-- Start of Material supplied --

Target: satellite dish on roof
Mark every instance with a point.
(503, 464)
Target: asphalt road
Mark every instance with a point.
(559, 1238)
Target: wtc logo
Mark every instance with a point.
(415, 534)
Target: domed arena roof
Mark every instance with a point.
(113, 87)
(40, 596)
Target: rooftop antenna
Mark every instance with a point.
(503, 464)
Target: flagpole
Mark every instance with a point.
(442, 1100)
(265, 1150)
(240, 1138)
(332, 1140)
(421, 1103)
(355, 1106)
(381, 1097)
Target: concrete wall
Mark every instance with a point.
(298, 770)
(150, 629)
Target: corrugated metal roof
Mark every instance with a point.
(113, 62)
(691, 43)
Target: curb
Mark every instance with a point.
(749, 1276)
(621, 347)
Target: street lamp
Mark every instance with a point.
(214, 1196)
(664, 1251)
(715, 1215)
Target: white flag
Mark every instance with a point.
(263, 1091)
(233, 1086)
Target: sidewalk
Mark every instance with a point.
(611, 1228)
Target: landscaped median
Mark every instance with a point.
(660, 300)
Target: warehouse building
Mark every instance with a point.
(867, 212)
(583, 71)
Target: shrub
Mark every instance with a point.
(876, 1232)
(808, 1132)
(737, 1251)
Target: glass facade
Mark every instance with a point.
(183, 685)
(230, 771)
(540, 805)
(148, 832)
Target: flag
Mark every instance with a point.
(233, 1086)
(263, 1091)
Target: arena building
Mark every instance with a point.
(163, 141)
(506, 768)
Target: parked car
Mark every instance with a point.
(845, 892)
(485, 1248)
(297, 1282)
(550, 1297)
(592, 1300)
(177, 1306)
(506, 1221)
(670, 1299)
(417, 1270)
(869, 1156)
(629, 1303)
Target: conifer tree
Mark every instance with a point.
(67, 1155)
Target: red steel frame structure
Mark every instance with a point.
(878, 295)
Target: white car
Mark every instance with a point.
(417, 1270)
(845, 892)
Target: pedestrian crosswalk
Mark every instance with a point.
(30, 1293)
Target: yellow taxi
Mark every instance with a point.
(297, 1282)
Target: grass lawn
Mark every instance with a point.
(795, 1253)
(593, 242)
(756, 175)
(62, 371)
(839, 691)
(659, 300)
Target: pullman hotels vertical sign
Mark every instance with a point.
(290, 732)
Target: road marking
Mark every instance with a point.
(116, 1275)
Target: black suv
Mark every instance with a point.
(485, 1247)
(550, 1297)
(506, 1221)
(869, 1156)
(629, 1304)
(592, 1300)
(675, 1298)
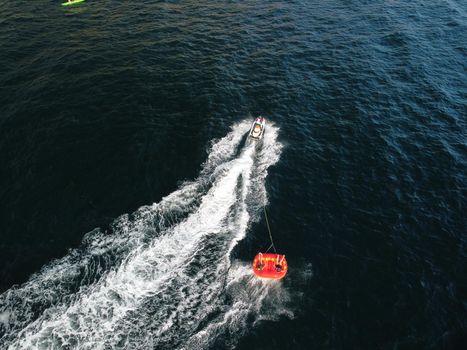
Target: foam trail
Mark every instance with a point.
(165, 287)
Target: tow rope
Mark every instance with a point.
(269, 230)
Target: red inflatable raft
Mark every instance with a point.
(272, 266)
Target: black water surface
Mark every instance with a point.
(108, 106)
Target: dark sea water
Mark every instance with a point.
(131, 200)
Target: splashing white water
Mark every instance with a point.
(163, 278)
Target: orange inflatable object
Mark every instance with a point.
(272, 266)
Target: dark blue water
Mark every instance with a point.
(131, 201)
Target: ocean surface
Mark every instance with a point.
(131, 200)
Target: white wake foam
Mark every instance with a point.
(164, 277)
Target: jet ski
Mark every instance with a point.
(257, 129)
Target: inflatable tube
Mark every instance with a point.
(74, 2)
(271, 266)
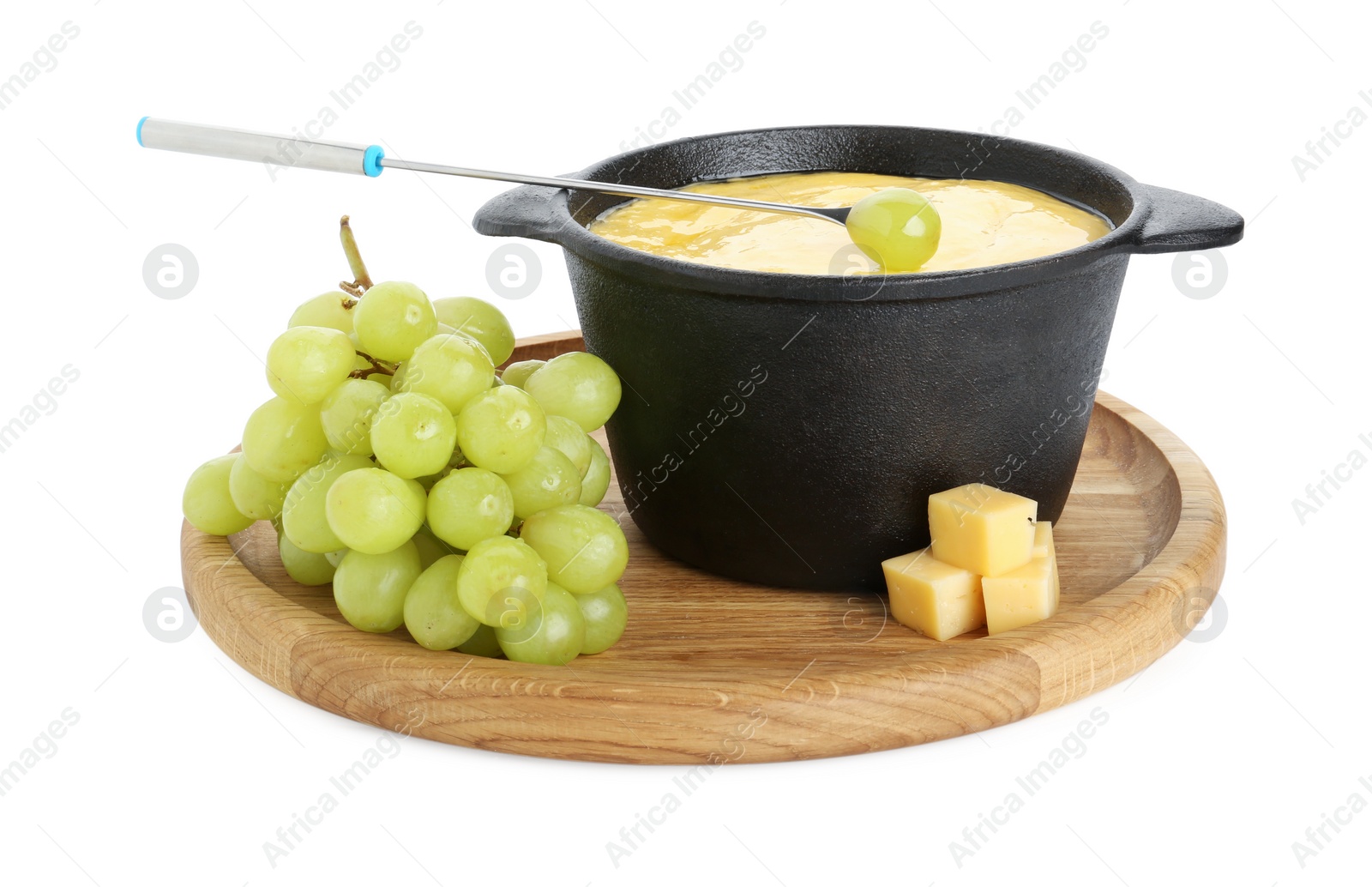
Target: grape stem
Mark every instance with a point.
(361, 281)
(377, 367)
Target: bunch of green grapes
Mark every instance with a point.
(398, 464)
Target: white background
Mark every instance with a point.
(182, 765)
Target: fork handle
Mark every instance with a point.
(242, 144)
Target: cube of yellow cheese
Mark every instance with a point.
(933, 598)
(981, 529)
(1028, 594)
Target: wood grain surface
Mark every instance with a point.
(713, 672)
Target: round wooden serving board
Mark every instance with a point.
(711, 670)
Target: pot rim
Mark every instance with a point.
(1158, 220)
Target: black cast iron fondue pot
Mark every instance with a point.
(789, 429)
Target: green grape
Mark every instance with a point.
(482, 644)
(449, 368)
(583, 548)
(519, 372)
(597, 477)
(569, 438)
(431, 548)
(470, 505)
(549, 480)
(898, 228)
(347, 413)
(479, 320)
(283, 438)
(253, 495)
(391, 319)
(374, 511)
(605, 615)
(413, 434)
(206, 502)
(432, 612)
(302, 566)
(576, 384)
(370, 589)
(501, 580)
(304, 518)
(552, 635)
(329, 309)
(306, 363)
(501, 429)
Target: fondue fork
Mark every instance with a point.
(340, 157)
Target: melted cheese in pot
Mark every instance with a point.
(984, 223)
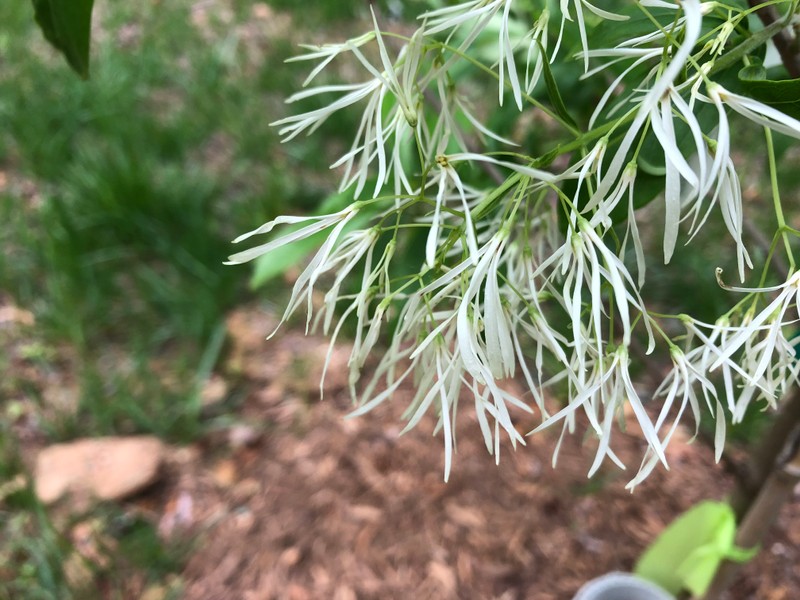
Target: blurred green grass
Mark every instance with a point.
(118, 200)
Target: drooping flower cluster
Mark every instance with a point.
(521, 272)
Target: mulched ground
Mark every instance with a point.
(295, 502)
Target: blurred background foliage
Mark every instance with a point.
(118, 200)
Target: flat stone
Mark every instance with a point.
(101, 468)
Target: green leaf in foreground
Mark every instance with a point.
(67, 25)
(552, 89)
(688, 552)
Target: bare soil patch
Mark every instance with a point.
(311, 505)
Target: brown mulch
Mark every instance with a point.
(296, 502)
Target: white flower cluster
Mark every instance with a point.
(520, 278)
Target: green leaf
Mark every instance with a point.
(271, 265)
(783, 95)
(67, 25)
(688, 552)
(552, 89)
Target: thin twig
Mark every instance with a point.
(788, 46)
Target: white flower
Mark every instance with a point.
(651, 100)
(769, 323)
(579, 5)
(755, 111)
(480, 13)
(609, 388)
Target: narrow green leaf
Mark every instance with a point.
(552, 89)
(67, 25)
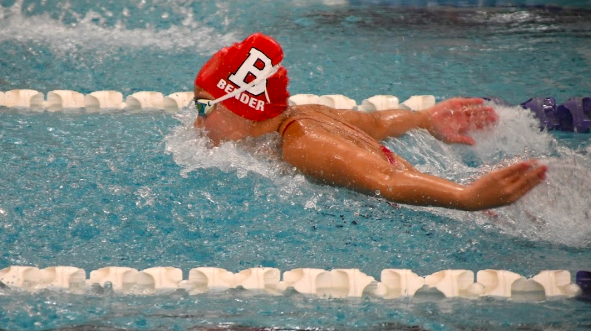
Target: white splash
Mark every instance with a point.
(557, 210)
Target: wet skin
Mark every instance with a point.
(328, 149)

-- End of Material supplied --

# [Goal of the exercise]
Without including any picture, retype the entries exactly.

# [Output for this exercise]
Target: satellite dish on roof
Mark every instance with a point.
(503, 464)
Target: asphalt road
Mark every instance with a point.
(559, 1238)
Target: wtc logo
Mark every instance with a point.
(415, 534)
Target: domed arena roof
Mark every instance with a point.
(113, 87)
(40, 596)
Target: rooftop antenna
Mark every instance with a point.
(503, 464)
Target: flagpole
Mark every instance with a point.
(442, 1100)
(265, 1150)
(240, 1138)
(332, 1140)
(421, 1103)
(355, 1106)
(381, 1097)
Target: concrete wall
Mark every instance with a point.
(298, 770)
(150, 629)
Target: corrugated metal roof
Mark every instance with a point.
(113, 62)
(691, 43)
Target: curb
Mark every instance with a point.
(749, 1276)
(621, 347)
Target: street lamp
Mark every instance with a point.
(214, 1196)
(664, 1251)
(715, 1215)
Target: white flag
Mark every instance with a point.
(263, 1091)
(233, 1086)
Target: sidewalk
Mark every instance with a point.
(611, 1228)
Target: landscaped median
Mark every instance with a point.
(660, 300)
Target: warehouse building
Mark every instance with a point.
(867, 212)
(583, 71)
Target: shrub
Mark every instance with a point.
(876, 1232)
(808, 1132)
(737, 1251)
Target: glass facade
Mark every instance with a point.
(183, 685)
(230, 771)
(540, 805)
(148, 832)
Target: flag
Mark every instance with a point.
(233, 1086)
(263, 1091)
Target: arena building
Mark every instance with a point.
(163, 141)
(506, 768)
Target: parked car
Mark every instance with a point.
(845, 892)
(485, 1248)
(297, 1282)
(550, 1297)
(592, 1300)
(177, 1306)
(506, 1221)
(670, 1299)
(417, 1270)
(869, 1156)
(629, 1303)
Target: conifer tree
Mark every instance with a point.
(67, 1155)
Target: red steel frame structure
Mark every instance with a point.
(878, 295)
Target: white car
Mark every instance with a point.
(417, 1270)
(845, 892)
Target: pedestrian crosswalk
Mark every instance with a point.
(30, 1293)
Target: yellow taxi
Mark every instance with a point.
(297, 1282)
Target: grass lawn
Mark every instance with a point.
(795, 1253)
(593, 242)
(756, 175)
(62, 371)
(839, 691)
(659, 300)
Target: pullman hotels vertical sign
Mark every instance with a point.
(290, 732)
Target: road marking
Mark every instance with a point.
(116, 1275)
Target: black suv
Mark every instance with a point.
(485, 1247)
(550, 1297)
(506, 1221)
(869, 1156)
(629, 1304)
(592, 1300)
(675, 1298)
Target: foam trail
Mark every instance with a point.
(165, 287)
Target: tow rope
Mark every instance with a point.
(269, 230)
Target: red inflatable raft
Mark every instance with a point.
(272, 266)
Target: black water surface
Mark every instance with a point.
(108, 106)
Target: dark sea water
Mark every instance with a point.
(131, 200)
Target: splashing white water
Mark every instance with a point.
(163, 278)
Target: orange inflatable object
Mark every instance with a point.
(272, 266)
Target: dark blue water
Mark every instance with a point.
(131, 201)
Target: ocean surface
Mark every instance with a point.
(131, 200)
Target: white wake foam
Mark every instance with a point.
(164, 277)
Target: jet ski
Mark every instance with a point.
(257, 129)
Target: inflatable tube
Mark every instance with a point.
(74, 2)
(271, 266)
Target: grape stem
Mark every instance with a point.
(361, 281)
(377, 367)
Target: bunch of green grapes
Mark every instance with a point.
(398, 464)
Target: white background
Mark every instance with a point.
(182, 765)
Target: fork handle
Mark every instance with a point.
(242, 144)
Target: cube of yellow cheese
Mark every instance with a point.
(933, 598)
(981, 529)
(1028, 594)
Target: wood grain surface
Mark every instance with a point.
(713, 672)
Target: round wooden serving board
Mark every instance with a point.
(711, 670)
Target: pot rim
Mark every instance with a point.
(1158, 220)
Target: black cast iron fondue pot
Mark every instance with a point.
(789, 429)
Target: green grape
Mark every instance with a point.
(482, 644)
(449, 368)
(583, 548)
(519, 372)
(597, 477)
(569, 438)
(431, 548)
(470, 505)
(549, 480)
(898, 228)
(347, 413)
(479, 320)
(283, 438)
(253, 495)
(391, 319)
(374, 511)
(605, 615)
(413, 434)
(206, 502)
(432, 612)
(302, 566)
(576, 384)
(370, 589)
(501, 580)
(304, 518)
(552, 635)
(329, 309)
(306, 363)
(501, 429)
Target: fondue fork
Mark every instance with a point.
(340, 157)
Target: melted cheese in pot
Mark every instance with a point.
(984, 223)
Target: blurred green grass
Mark every instance with a point.
(118, 200)
Target: drooping flower cluster
Mark every instance with a point.
(521, 272)
Target: mulched ground
Mark every instance with a point.
(295, 502)
Target: blurred background foliage
Mark every instance with a point.
(118, 200)
Target: flat stone
Mark every instance with a point.
(101, 468)
Target: green leaf in foreground
Mark every instance with a point.
(67, 25)
(552, 89)
(688, 552)
Target: bare soil patch
Mark every instance with a point.
(311, 505)
Target: brown mulch
Mark every instance with a point.
(296, 502)
Target: white flower cluster
Mark every instance with a point.
(520, 278)
Target: green leaf
Mark every instance with a point.
(271, 265)
(783, 95)
(67, 25)
(688, 552)
(552, 89)
Target: thin twig
Mark every instance with a point.
(788, 46)
Target: white flower
Mark every instance with a point.
(651, 100)
(769, 323)
(579, 5)
(755, 111)
(480, 13)
(609, 388)
Target: narrow green leaf
Mark every instance with a point.
(552, 89)
(67, 25)
Target: white splash
Mark every instance with a point.
(557, 210)
Target: wet skin
Mark every instance with a point.
(328, 149)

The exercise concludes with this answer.